WRITTEN EXERCISE. The data below needs to be returned exactly, line for line.

──────── MATERIAL SHOWN

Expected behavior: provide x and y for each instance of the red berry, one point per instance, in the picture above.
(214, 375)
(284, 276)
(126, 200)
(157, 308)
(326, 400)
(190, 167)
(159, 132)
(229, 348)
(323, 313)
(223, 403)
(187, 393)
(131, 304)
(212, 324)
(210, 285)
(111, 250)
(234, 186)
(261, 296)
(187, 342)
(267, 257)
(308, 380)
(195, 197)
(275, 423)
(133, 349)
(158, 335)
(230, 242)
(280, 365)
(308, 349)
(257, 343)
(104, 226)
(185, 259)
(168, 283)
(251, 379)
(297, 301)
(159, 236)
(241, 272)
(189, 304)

────────────────

SOLUTION BELOW.
Expected behavior: provide x and y for each instance of the red berry, one point per instance, in the picture above.
(214, 375)
(284, 276)
(126, 200)
(157, 308)
(326, 400)
(190, 167)
(159, 132)
(229, 348)
(323, 313)
(223, 403)
(187, 393)
(131, 304)
(212, 324)
(210, 285)
(111, 250)
(234, 186)
(261, 296)
(187, 342)
(267, 257)
(308, 380)
(195, 197)
(275, 423)
(133, 349)
(158, 335)
(230, 242)
(280, 365)
(308, 349)
(257, 343)
(104, 226)
(185, 259)
(168, 283)
(251, 379)
(297, 301)
(159, 236)
(241, 272)
(189, 304)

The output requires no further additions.